Dataset records:
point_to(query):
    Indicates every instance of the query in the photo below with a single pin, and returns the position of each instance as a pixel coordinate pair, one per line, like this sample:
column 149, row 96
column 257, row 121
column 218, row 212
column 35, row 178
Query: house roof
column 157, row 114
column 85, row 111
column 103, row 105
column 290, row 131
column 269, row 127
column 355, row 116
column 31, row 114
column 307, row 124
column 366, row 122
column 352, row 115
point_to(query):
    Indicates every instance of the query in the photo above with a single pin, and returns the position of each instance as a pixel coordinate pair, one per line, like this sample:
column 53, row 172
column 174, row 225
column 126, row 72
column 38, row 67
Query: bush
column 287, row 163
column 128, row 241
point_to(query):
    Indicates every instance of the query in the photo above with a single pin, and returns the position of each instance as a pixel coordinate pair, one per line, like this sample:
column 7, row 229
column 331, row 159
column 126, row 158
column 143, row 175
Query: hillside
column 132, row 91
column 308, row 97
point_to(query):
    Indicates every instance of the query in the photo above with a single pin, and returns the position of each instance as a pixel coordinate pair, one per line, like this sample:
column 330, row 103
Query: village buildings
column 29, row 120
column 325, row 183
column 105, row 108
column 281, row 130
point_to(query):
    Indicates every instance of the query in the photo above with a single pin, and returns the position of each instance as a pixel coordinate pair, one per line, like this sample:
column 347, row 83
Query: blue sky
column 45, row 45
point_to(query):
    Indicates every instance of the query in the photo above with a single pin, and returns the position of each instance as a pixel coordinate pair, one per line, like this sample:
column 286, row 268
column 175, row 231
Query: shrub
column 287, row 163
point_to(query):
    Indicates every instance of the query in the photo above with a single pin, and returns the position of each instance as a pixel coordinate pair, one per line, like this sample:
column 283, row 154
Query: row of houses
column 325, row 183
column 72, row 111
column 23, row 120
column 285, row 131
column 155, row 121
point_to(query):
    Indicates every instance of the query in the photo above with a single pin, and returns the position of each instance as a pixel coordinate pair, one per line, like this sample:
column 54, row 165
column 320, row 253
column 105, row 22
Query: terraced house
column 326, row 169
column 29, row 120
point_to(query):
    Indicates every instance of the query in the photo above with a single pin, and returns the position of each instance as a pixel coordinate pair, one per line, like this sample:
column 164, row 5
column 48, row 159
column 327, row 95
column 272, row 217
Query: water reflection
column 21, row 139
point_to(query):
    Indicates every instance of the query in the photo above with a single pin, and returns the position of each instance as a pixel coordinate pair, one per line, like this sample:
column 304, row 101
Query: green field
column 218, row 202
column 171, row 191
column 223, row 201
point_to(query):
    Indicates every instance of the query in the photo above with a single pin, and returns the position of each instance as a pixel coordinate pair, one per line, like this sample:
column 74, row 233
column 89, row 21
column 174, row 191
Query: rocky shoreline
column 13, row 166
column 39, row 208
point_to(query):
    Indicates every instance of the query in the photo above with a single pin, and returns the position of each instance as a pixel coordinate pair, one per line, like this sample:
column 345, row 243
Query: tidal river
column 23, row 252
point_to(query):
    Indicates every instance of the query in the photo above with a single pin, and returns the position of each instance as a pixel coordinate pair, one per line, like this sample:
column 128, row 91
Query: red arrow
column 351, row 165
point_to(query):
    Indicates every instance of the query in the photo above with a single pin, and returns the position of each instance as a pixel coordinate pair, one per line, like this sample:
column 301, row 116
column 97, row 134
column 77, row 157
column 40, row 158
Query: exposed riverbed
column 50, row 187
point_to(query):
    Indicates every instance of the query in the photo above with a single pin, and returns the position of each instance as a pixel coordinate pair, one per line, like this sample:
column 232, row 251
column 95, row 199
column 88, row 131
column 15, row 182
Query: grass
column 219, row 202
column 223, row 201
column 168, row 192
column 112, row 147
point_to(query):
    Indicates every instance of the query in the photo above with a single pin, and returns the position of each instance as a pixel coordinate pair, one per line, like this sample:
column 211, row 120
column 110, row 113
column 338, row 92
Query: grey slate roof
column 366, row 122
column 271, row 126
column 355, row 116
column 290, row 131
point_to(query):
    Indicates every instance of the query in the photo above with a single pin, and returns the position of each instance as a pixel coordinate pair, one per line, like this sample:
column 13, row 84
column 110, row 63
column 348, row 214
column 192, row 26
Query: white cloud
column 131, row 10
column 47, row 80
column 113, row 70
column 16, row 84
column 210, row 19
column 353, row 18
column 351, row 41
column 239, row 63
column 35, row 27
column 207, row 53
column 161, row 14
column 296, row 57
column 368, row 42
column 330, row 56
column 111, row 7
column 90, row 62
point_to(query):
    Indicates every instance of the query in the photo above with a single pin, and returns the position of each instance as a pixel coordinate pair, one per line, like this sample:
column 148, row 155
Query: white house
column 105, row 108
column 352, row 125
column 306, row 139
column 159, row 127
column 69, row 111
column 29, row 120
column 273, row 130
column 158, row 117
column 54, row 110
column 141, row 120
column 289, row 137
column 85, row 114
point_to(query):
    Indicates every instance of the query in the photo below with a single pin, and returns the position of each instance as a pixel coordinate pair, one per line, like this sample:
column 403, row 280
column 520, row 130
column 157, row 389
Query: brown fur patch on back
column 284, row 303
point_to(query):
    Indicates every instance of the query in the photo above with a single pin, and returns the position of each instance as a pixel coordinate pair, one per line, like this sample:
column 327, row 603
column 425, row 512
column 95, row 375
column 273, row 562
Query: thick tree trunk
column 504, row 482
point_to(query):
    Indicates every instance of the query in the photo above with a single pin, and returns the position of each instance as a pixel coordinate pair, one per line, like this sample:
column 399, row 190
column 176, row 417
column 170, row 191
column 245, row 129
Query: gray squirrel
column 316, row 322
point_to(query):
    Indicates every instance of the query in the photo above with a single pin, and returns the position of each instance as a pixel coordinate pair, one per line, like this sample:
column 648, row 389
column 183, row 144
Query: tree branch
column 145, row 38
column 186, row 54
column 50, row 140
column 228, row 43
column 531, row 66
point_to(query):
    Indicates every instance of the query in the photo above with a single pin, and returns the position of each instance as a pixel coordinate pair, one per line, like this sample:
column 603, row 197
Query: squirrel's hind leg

What is required: Give again the closing portion of the entries, from the line with "column 176, row 417" through the last line. Keep it exact and add nothing.

Task output:
column 176, row 417
column 170, row 191
column 245, row 129
Query: gray squirrel
column 316, row 322
point_to(query):
    Indicates every instance of the query in the photo above with a single pin, and returns the position of each instance as a pixel coordinate pair, one per line, like this sample:
column 648, row 389
column 183, row 144
Query: tree branch
column 145, row 38
column 186, row 54
column 50, row 140
column 228, row 43
column 531, row 66
point_to(query):
    Indicates every instance of the query in the photo above with a single pin, and returns the position of each instance as a pixel coordinate pair, one per line, like this sample:
column 603, row 197
Query: squirrel's hind leg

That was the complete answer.